§ TASK OBJECTIVE: Print out the material that follows word for word.

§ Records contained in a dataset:
-*-*-

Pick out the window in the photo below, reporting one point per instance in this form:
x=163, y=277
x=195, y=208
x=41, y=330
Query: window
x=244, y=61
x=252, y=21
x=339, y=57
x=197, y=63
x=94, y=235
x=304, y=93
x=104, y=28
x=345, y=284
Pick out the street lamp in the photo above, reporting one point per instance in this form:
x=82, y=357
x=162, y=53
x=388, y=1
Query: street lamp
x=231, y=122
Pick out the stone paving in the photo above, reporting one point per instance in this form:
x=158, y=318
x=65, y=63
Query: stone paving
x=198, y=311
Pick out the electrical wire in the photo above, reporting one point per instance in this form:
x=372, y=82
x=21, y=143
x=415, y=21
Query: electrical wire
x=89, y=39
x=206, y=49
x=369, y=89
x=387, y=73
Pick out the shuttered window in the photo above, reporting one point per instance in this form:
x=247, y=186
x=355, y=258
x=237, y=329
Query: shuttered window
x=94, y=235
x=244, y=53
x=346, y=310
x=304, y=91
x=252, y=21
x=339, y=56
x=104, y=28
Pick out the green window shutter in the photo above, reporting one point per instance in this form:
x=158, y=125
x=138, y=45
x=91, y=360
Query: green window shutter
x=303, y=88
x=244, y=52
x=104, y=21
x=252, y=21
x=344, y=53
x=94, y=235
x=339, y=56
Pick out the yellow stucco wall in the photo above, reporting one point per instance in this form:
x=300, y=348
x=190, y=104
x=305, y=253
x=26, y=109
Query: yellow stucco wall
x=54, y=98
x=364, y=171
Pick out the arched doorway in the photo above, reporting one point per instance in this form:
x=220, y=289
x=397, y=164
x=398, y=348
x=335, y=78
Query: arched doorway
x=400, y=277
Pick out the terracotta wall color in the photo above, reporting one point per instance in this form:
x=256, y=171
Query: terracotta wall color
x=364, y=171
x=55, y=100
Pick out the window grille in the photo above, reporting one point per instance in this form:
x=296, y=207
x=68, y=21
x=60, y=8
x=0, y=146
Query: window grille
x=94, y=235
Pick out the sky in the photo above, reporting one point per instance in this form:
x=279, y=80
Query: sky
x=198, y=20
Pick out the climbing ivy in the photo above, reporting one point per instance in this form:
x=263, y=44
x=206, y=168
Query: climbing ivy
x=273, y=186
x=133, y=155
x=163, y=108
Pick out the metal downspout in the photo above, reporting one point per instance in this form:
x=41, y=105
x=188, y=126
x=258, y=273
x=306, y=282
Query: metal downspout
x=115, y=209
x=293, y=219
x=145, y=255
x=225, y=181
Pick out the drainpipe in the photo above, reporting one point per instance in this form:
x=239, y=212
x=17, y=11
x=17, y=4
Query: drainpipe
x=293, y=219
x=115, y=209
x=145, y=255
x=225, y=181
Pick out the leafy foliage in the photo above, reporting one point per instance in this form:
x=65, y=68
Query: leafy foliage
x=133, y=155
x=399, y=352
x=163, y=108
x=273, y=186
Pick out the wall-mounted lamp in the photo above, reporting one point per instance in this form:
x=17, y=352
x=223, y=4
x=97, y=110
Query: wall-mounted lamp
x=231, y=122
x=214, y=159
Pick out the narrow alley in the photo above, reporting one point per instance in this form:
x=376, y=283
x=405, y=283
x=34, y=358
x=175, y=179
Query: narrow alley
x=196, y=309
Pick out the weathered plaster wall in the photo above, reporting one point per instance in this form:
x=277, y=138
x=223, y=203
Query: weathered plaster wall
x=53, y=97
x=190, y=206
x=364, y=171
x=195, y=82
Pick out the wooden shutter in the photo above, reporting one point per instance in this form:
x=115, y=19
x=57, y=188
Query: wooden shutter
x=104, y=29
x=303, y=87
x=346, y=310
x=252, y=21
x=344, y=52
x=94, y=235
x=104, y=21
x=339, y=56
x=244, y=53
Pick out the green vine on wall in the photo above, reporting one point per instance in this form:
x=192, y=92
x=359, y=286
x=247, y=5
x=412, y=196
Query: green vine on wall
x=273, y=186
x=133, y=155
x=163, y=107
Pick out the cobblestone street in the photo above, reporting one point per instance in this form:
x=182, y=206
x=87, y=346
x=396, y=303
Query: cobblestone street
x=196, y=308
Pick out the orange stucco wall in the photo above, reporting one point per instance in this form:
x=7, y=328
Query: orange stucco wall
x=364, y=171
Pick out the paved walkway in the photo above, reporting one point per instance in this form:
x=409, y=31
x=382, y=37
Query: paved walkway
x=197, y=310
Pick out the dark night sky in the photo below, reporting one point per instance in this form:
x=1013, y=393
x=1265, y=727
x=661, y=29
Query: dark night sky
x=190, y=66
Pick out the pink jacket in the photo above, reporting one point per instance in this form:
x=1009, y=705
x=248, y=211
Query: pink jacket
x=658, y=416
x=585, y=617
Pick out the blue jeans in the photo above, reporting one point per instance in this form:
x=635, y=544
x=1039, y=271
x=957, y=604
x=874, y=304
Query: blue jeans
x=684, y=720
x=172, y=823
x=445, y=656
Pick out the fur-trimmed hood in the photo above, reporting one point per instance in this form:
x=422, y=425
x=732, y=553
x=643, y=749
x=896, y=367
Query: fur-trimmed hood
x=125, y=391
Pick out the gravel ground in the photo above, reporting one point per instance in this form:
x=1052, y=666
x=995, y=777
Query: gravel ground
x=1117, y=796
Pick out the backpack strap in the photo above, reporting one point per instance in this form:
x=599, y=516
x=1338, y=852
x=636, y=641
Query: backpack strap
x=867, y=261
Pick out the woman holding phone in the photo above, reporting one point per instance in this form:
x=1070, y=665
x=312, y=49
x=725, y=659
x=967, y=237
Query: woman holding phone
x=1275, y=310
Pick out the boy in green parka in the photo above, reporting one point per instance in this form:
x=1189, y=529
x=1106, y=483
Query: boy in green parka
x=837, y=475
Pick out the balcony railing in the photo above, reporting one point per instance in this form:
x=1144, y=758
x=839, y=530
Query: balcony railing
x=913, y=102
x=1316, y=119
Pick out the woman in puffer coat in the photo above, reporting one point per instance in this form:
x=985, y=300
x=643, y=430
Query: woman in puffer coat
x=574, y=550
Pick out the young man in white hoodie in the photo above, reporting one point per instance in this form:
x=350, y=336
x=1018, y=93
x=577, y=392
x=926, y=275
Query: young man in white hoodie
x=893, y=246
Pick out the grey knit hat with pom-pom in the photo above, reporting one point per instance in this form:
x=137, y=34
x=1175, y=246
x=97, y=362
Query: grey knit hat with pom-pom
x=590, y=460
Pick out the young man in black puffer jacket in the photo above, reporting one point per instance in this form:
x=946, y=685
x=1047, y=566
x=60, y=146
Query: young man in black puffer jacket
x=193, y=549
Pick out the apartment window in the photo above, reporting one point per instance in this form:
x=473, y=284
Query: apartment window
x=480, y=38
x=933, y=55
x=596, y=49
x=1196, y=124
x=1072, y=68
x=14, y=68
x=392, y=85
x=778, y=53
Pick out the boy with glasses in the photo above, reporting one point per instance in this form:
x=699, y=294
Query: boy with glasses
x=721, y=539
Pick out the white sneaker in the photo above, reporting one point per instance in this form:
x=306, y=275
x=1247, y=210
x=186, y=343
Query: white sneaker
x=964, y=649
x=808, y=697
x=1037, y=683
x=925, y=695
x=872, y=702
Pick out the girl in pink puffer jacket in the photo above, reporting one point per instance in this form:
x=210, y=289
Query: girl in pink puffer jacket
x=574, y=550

-*-*-

§ ANSWER TO THIS TASK:
Pick out the window in the photo below, reporting one point per instance in this form:
x=163, y=277
x=195, y=208
x=41, y=330
Query: window
x=244, y=61
x=252, y=21
x=339, y=57
x=197, y=63
x=94, y=235
x=304, y=93
x=104, y=28
x=345, y=284
Pick out the street lamp in the photo above, reporting one point per instance in this form:
x=82, y=357
x=162, y=53
x=388, y=1
Query: street lamp
x=231, y=122
Pick out the stone paving in the photo above, reporting one point per instance in this form:
x=158, y=318
x=65, y=63
Query: stone paving
x=198, y=311
Pick out the electrical wire in the photo above, reporting one point per instance in this form:
x=372, y=82
x=21, y=143
x=415, y=21
Query: electrical wire
x=89, y=39
x=206, y=49
x=369, y=89
x=387, y=73
Pick out the shuttered window in the photo above, reporting one point per instance in this form:
x=247, y=186
x=355, y=258
x=237, y=329
Query: shuttered window
x=94, y=235
x=244, y=53
x=346, y=310
x=304, y=91
x=252, y=21
x=339, y=56
x=104, y=28
Pick out the green window shutter in the photo above, reporting one point per instance in this form:
x=158, y=125
x=138, y=45
x=91, y=360
Query: green window shutter
x=303, y=88
x=244, y=52
x=104, y=21
x=252, y=21
x=344, y=53
x=94, y=235
x=339, y=56
Pick out the yellow stucco wall in the photo above, reporting one point per instance in this form:
x=300, y=348
x=190, y=104
x=305, y=253
x=26, y=109
Query: yellow stucco wall
x=54, y=98
x=364, y=171
Pick out the arched doorway in the photo above, reporting one point per instance in this form:
x=220, y=289
x=397, y=164
x=398, y=348
x=335, y=78
Query: arched doorway
x=400, y=277
Pick out the terracotta wall color in the photo above, reporting one point per instance in this form:
x=256, y=171
Query: terracotta wall color
x=364, y=171
x=55, y=100
Pick out the window grille in the photo above, reporting one point per instance in this form:
x=296, y=207
x=68, y=21
x=60, y=8
x=0, y=146
Query: window grille
x=94, y=235
Pick out the sky in the photo above, reporting one point per instance in this form:
x=279, y=80
Query: sky
x=198, y=20
Pick out the climbing ivy in the photo above, reporting one point per instance in this form:
x=263, y=44
x=206, y=168
Query: climbing ivy
x=273, y=186
x=133, y=155
x=163, y=108
Pick out the metal downspout in the photo above, reporting one point per instance in this form:
x=41, y=105
x=188, y=126
x=258, y=273
x=306, y=282
Query: metal downspout
x=115, y=209
x=293, y=219
x=145, y=255
x=225, y=181
Pick out the drainpipe in the photo above, reporting one point per instance in this form:
x=239, y=212
x=17, y=11
x=17, y=4
Query: drainpipe
x=293, y=219
x=115, y=209
x=145, y=255
x=225, y=181
Pick out the leafy foliage in the photo above, reporting one point per instance in this form:
x=65, y=68
Query: leafy foliage
x=133, y=155
x=399, y=352
x=163, y=108
x=273, y=186
Pick out the wall-mounted lamp in the photo above, reporting one point per instance in this form:
x=17, y=352
x=223, y=4
x=97, y=110
Query: wall-mounted lamp
x=231, y=122
x=214, y=159
Pick out the narrow alley in the photo above, reporting one point per instance in this form:
x=376, y=283
x=405, y=283
x=34, y=358
x=175, y=179
Query: narrow alley
x=196, y=309
Pick out the weathered plaster wall in the photo above, reporting one point per instance in this form:
x=277, y=138
x=223, y=203
Query: weathered plaster wall
x=53, y=97
x=190, y=206
x=364, y=171
x=195, y=82
Pick out the wooden shutter in the photo above, reporting one point per instance in this form:
x=115, y=19
x=57, y=188
Query: wooden shutter
x=104, y=29
x=303, y=87
x=346, y=310
x=252, y=21
x=344, y=52
x=94, y=235
x=104, y=21
x=339, y=56
x=244, y=53
Pick out the green vine on wall in the photo above, reporting one point per instance in this form:
x=192, y=92
x=359, y=286
x=247, y=5
x=412, y=196
Query: green vine on wall
x=273, y=186
x=133, y=155
x=163, y=107
Pick out the cobblestone street in the photo above, reporting one point per instance in this form:
x=182, y=206
x=87, y=346
x=396, y=303
Query: cobblestone street
x=196, y=308
Pick out the orange stucco wall in the photo above, reporting one point per instance in this form:
x=7, y=328
Query: orange stucco wall
x=364, y=171
Pick out the paved walkway in the photo above, reporting one point per instance in this form:
x=409, y=31
x=382, y=37
Query: paved walkway
x=197, y=310
Pick out the dark night sky in the photo below, reporting one point per instance in this form:
x=1013, y=393
x=1265, y=727
x=661, y=29
Query: dark night sky
x=190, y=66
Pick out the pink jacket in the photo above, reporting one point per instance in this form:
x=1009, y=705
x=248, y=211
Query: pink jacket
x=658, y=416
x=585, y=617
Pick out the blue jeans in the photo above, reporting one point per instance in this form:
x=635, y=544
x=1039, y=271
x=957, y=604
x=874, y=304
Query: blue jeans
x=684, y=720
x=172, y=823
x=445, y=656
Pick out the fur-trimmed hood in the photo above, reporting one point per instance in this form:
x=422, y=425
x=732, y=553
x=643, y=749
x=896, y=367
Query: fur-trimmed hood
x=125, y=391
Pick out the gravel ground in the photo above, reporting one point per instance in this form:
x=1052, y=666
x=995, y=777
Query: gravel ground
x=1117, y=796
Pick out the backpack strap in the photo above, reporting one point per instance in this form:
x=599, y=516
x=1338, y=852
x=636, y=641
Query: backpack strap
x=867, y=261
Pick out the woman holding phone in the photo above, reporting one point per instance in this form:
x=1070, y=665
x=312, y=49
x=725, y=659
x=967, y=237
Query: woman holding phone
x=1275, y=310
Pick out the boy in green parka in the photo above, reporting one point per instance in this form:
x=1189, y=529
x=1106, y=483
Query: boy in green parka
x=837, y=475
Pick out the balcony railing in the photo above, reporting one point per instance in this form:
x=1144, y=758
x=839, y=530
Query: balcony railing
x=913, y=102
x=1316, y=119
Pick out the woman in puffer coat in the photo above, reporting one point per instance in this form:
x=985, y=300
x=643, y=430
Query: woman in puffer coat
x=574, y=550
Pick out the young man in white hoodie in the photo above, reporting one point per instance in this form:
x=350, y=336
x=1018, y=93
x=577, y=392
x=926, y=275
Query: young man in white hoodie
x=893, y=246
Pick out the grey knit hat with pom-pom in the photo above, reporting one point per instance in this form:
x=137, y=34
x=1175, y=246
x=97, y=362
Query: grey knit hat with pom-pom
x=590, y=460
Pick out the young man in black puffer jacket in the photo above, reporting one point per instance in this form:
x=946, y=685
x=1047, y=566
x=60, y=146
Query: young man in black puffer jacket
x=193, y=549
Pick out the apartment window in the photo above, reporting one point per instance in this form:
x=473, y=284
Query: apartment window
x=480, y=38
x=933, y=55
x=596, y=49
x=1196, y=124
x=1072, y=68
x=14, y=68
x=392, y=85
x=778, y=53
Pick out the boy with glasses in the photo above, reporting one point per instance in this form:
x=699, y=294
Query: boy with glasses
x=721, y=539
Pick out the white sneaker in the photo above, reporting one point per instance in this form:
x=306, y=275
x=1247, y=210
x=186, y=343
Query: white sneaker
x=964, y=649
x=808, y=697
x=1037, y=683
x=925, y=695
x=872, y=702
Pick out the girl in pink puffer jacket in the photo above, reporting one point per instance in this form:
x=210, y=289
Query: girl in pink puffer jacket
x=574, y=550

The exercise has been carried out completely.